■ TASK LIST:
a) Copy the passage of the forum thread about the final Cylon from "Zarek, or Galactica" up to and including "think it's him.".
b) In the forum thread about the final Cylon, what choice does RunnerFL say is not on the list?

■ DOCUMENT SEGMENT:
▬▬▬▬▬▬▬▬▬▬

# Who is the final Cylon?



## RobertE (Jun 10, 2006)

Shamelessly stolen from another board.  

Aaron "Kill Baltar" Kelly 
Charlie "Hang Em High" Connor 
Doc "The Chimny" Cottle 
Zak "Auger In" Adama 
Ellen "The Lush" Tigh 
Jake "Harvey" The Dog 
Billy "Backstop" Keikeya 
Diana "Hardball" Seelix 
Louanne "Cat" Katraine 
Margaret "Racetrack" Edmondson 
Brendan "Hot Dog" Costanza 
Cally "Wrench" Henderson Tyrol 
Helena "Frak You" Cain 
Jean "Luscious Red" Barolay 
Anastasia "The Scorned" Dualla 
James "Jammer" Lyman 
Felix "Tiger" Gaeta 
Leo "Bald, Badass, Tatooed, Viper Pilot" Li Chiang 
Playa "Hot Lips" Palacios 
Tom "The Prez" Zarek

Note to Mods, feel free to add any additional "suspects".


----------



## Stuart Sweet (Jun 19, 2006)

Zarek, or Galactica herself.


----------



## Getteau (Dec 20, 2007)

After last nights episode and the close-up on Felix in Starbucks ship, I think it's him.


----------



## Jimmy 440 (Nov 17, 2007)

He's too obvious.Zak who was shown again last night in a photo or Cally.Maybe ?


----------



## RunnerFL (Jan 5, 2006)

My choice isn't listed... Baltar


----------



## RunnerFL (Jan 5, 2006)

Jimmy 440 said:


> He's too obvious.Zak who was shown again last night in a photo or Cally.Maybe ?


Ummm, did you watch last night's episode?



Spoiler



Cally, or Callie, went out a Viper launch port


----------



## turey22 (Jul 30, 2007)

What is final cylon?


----------



## Henry (Nov 15, 2007)

▬▬▬▬▬▬▬▬▬▬

[Referring expression grounding data]
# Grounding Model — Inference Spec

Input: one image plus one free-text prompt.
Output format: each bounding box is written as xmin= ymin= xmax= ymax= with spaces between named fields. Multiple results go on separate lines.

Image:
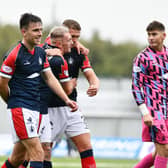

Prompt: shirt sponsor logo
xmin=163 ymin=73 xmax=168 ymax=79
xmin=24 ymin=61 xmax=30 ymax=65
xmin=2 ymin=65 xmax=12 ymax=73
xmin=39 ymin=57 xmax=42 ymax=65
xmin=68 ymin=57 xmax=74 ymax=64
xmin=27 ymin=72 xmax=40 ymax=78
xmin=64 ymin=70 xmax=69 ymax=76
xmin=133 ymin=66 xmax=141 ymax=72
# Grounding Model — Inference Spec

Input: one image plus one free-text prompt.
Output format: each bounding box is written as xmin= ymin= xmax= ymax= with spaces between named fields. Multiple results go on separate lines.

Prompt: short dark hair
xmin=146 ymin=20 xmax=165 ymax=31
xmin=62 ymin=19 xmax=81 ymax=31
xmin=19 ymin=13 xmax=42 ymax=29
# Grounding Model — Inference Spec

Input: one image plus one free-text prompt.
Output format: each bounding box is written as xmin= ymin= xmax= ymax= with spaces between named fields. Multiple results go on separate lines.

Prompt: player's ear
xmin=163 ymin=32 xmax=166 ymax=39
xmin=20 ymin=28 xmax=26 ymax=36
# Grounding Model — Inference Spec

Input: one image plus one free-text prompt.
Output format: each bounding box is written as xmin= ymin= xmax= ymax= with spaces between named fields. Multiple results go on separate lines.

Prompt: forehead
xmin=69 ymin=28 xmax=80 ymax=34
xmin=147 ymin=30 xmax=164 ymax=34
xmin=28 ymin=22 xmax=42 ymax=29
xmin=64 ymin=32 xmax=71 ymax=39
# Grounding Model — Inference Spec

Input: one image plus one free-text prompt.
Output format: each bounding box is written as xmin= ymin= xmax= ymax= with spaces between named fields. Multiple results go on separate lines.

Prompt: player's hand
xmin=74 ymin=41 xmax=89 ymax=55
xmin=87 ymin=85 xmax=98 ymax=97
xmin=143 ymin=114 xmax=153 ymax=126
xmin=65 ymin=99 xmax=78 ymax=112
xmin=45 ymin=48 xmax=62 ymax=56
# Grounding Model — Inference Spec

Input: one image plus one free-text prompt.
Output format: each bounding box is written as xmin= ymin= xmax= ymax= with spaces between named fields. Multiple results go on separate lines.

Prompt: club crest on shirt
xmin=68 ymin=57 xmax=74 ymax=64
xmin=39 ymin=57 xmax=42 ymax=65
xmin=133 ymin=66 xmax=141 ymax=72
xmin=2 ymin=65 xmax=12 ymax=73
xmin=163 ymin=73 xmax=168 ymax=79
xmin=64 ymin=70 xmax=69 ymax=76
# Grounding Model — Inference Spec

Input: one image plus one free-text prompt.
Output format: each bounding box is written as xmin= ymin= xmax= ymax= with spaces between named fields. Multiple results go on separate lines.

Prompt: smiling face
xmin=21 ymin=22 xmax=42 ymax=50
xmin=147 ymin=30 xmax=166 ymax=51
xmin=69 ymin=28 xmax=80 ymax=46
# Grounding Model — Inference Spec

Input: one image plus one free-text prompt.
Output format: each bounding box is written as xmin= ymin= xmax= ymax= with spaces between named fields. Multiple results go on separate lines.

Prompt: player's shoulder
xmin=3 ymin=42 xmax=22 ymax=61
xmin=136 ymin=47 xmax=152 ymax=60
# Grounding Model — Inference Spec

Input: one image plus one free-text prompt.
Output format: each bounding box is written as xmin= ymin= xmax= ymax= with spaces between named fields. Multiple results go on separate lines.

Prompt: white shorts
xmin=48 ymin=106 xmax=90 ymax=142
xmin=38 ymin=114 xmax=51 ymax=143
xmin=8 ymin=108 xmax=40 ymax=143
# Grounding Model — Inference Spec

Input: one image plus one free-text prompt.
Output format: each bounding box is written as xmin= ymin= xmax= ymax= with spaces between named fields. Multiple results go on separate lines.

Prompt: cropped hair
xmin=62 ymin=19 xmax=81 ymax=31
xmin=49 ymin=26 xmax=69 ymax=39
xmin=19 ymin=13 xmax=42 ymax=29
xmin=146 ymin=20 xmax=165 ymax=32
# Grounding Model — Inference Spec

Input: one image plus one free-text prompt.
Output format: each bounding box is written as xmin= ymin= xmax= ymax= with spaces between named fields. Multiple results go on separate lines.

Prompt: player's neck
xmin=22 ymin=39 xmax=35 ymax=51
xmin=151 ymin=45 xmax=164 ymax=52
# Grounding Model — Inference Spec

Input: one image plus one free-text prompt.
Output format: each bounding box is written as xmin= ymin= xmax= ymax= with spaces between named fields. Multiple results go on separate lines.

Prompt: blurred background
xmin=0 ymin=0 xmax=168 ymax=163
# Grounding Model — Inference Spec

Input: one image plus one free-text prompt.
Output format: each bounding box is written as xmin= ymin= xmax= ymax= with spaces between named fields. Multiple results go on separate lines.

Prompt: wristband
xmin=138 ymin=103 xmax=149 ymax=116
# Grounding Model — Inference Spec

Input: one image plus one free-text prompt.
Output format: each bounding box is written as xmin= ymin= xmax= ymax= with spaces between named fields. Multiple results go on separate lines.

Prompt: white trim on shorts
xmin=48 ymin=106 xmax=90 ymax=142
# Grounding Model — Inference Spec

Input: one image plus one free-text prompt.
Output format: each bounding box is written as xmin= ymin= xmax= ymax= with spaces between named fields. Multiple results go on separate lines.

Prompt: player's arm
xmin=81 ymin=55 xmax=100 ymax=96
xmin=61 ymin=79 xmax=77 ymax=95
xmin=43 ymin=70 xmax=78 ymax=111
xmin=84 ymin=69 xmax=100 ymax=96
xmin=0 ymin=48 xmax=16 ymax=103
xmin=0 ymin=76 xmax=10 ymax=103
xmin=75 ymin=41 xmax=89 ymax=55
xmin=132 ymin=54 xmax=153 ymax=126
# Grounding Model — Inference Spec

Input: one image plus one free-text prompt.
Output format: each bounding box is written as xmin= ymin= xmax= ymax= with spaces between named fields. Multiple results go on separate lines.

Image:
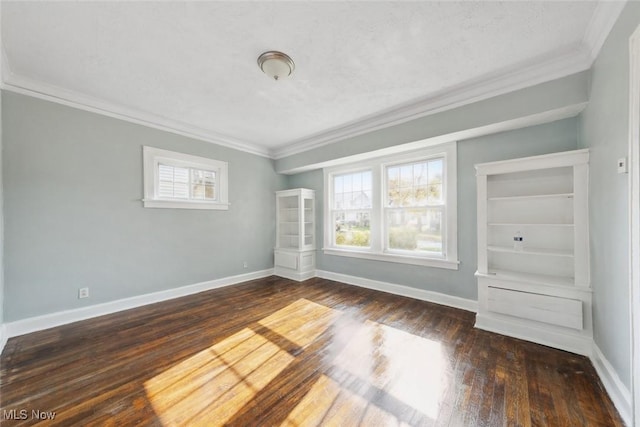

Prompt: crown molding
xmin=582 ymin=0 xmax=627 ymax=65
xmin=271 ymin=45 xmax=591 ymax=159
xmin=0 ymin=0 xmax=627 ymax=163
xmin=1 ymin=72 xmax=270 ymax=157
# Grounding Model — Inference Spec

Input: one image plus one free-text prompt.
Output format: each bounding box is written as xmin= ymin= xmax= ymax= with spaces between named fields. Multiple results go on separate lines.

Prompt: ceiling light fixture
xmin=258 ymin=50 xmax=296 ymax=80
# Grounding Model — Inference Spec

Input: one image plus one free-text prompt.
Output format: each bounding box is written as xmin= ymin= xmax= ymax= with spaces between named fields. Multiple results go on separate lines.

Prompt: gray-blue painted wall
xmin=289 ymin=118 xmax=577 ymax=300
xmin=2 ymin=92 xmax=286 ymax=322
xmin=579 ymin=2 xmax=640 ymax=387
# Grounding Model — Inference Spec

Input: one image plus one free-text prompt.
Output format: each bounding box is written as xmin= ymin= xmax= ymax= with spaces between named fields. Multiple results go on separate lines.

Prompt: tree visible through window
xmin=323 ymin=142 xmax=459 ymax=270
xmin=332 ymin=171 xmax=372 ymax=247
xmin=385 ymin=158 xmax=445 ymax=254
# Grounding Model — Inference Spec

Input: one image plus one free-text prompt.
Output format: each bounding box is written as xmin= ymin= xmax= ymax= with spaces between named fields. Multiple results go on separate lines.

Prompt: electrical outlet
xmin=617 ymin=157 xmax=629 ymax=173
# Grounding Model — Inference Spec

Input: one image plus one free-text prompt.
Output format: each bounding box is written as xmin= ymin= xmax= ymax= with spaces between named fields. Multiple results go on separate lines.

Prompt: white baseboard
xmin=316 ymin=270 xmax=478 ymax=313
xmin=475 ymin=314 xmax=593 ymax=357
xmin=273 ymin=266 xmax=317 ymax=282
xmin=5 ymin=268 xmax=273 ymax=345
xmin=591 ymin=342 xmax=633 ymax=426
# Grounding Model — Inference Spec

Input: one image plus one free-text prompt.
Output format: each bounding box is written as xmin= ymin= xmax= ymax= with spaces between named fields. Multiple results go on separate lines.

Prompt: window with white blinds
xmin=143 ymin=147 xmax=229 ymax=209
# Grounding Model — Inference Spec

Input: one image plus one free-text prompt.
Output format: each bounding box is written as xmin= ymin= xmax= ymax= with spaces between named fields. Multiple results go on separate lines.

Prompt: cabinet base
xmin=475 ymin=314 xmax=593 ymax=357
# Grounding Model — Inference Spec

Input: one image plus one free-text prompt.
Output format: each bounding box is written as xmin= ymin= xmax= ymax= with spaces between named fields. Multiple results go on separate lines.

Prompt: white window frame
xmin=142 ymin=146 xmax=229 ymax=210
xmin=323 ymin=141 xmax=460 ymax=270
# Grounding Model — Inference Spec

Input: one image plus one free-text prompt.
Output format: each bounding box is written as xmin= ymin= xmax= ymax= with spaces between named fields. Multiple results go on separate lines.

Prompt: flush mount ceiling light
xmin=258 ymin=50 xmax=296 ymax=80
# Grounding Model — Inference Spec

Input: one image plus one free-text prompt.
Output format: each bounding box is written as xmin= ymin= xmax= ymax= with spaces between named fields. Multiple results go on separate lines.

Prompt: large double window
xmin=324 ymin=143 xmax=458 ymax=269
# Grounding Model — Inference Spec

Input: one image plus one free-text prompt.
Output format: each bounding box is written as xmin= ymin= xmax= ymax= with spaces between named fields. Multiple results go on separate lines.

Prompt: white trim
xmin=5 ymin=268 xmax=273 ymax=338
xmin=0 ymin=323 xmax=9 ymax=356
xmin=273 ymin=265 xmax=317 ymax=282
xmin=582 ymin=0 xmax=627 ymax=64
xmin=142 ymin=145 xmax=229 ymax=210
xmin=323 ymin=141 xmax=460 ymax=270
xmin=322 ymin=248 xmax=460 ymax=270
xmin=591 ymin=342 xmax=633 ymax=426
xmin=276 ymin=102 xmax=588 ymax=175
xmin=475 ymin=314 xmax=593 ymax=356
xmin=271 ymin=45 xmax=591 ymax=159
xmin=628 ymin=21 xmax=640 ymax=426
xmin=0 ymin=73 xmax=270 ymax=157
xmin=0 ymin=41 xmax=599 ymax=159
xmin=316 ymin=270 xmax=478 ymax=313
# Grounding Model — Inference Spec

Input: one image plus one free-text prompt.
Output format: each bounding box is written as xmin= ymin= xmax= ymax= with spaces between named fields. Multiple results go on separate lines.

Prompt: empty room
xmin=0 ymin=0 xmax=640 ymax=427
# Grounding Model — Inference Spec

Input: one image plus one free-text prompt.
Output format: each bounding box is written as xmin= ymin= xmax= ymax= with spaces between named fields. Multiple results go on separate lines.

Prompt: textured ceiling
xmin=1 ymin=1 xmax=620 ymax=158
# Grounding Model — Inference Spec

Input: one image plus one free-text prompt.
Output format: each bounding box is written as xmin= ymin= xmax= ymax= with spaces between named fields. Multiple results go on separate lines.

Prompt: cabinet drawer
xmin=487 ymin=286 xmax=583 ymax=330
xmin=274 ymin=251 xmax=298 ymax=270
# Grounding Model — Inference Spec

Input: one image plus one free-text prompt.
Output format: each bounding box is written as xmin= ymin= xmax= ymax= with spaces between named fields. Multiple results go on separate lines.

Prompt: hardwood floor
xmin=0 ymin=277 xmax=622 ymax=426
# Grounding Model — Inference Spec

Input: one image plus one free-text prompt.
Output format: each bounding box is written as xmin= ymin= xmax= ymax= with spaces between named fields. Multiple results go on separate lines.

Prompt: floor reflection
xmin=145 ymin=299 xmax=449 ymax=426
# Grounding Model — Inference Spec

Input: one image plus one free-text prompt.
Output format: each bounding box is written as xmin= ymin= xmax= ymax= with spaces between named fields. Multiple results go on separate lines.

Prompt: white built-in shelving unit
xmin=476 ymin=150 xmax=592 ymax=354
xmin=274 ymin=188 xmax=316 ymax=280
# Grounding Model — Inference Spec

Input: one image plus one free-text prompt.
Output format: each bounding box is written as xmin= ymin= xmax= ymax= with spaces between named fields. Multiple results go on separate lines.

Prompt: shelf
xmin=488 ymin=269 xmax=576 ymax=288
xmin=487 ymin=222 xmax=574 ymax=227
xmin=489 ymin=193 xmax=573 ymax=201
xmin=487 ymin=245 xmax=573 ymax=258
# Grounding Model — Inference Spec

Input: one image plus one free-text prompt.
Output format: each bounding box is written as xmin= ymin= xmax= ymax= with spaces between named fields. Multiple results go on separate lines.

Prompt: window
xmin=331 ymin=171 xmax=372 ymax=247
xmin=324 ymin=143 xmax=458 ymax=269
xmin=143 ymin=147 xmax=229 ymax=210
xmin=384 ymin=157 xmax=446 ymax=257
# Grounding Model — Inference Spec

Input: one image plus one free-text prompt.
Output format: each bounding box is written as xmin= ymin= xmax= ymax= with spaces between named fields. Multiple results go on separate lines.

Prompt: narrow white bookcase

▬▬▬▬▬▬▬▬▬▬

■ ANSWERS GIVEN:
a)
Zarek, or Galactica herself.


----------



## Getteau (Dec 20, 2007)

After last nights episode and the close-up on Felix in Starbucks ship, I think it's him.

b) Baltar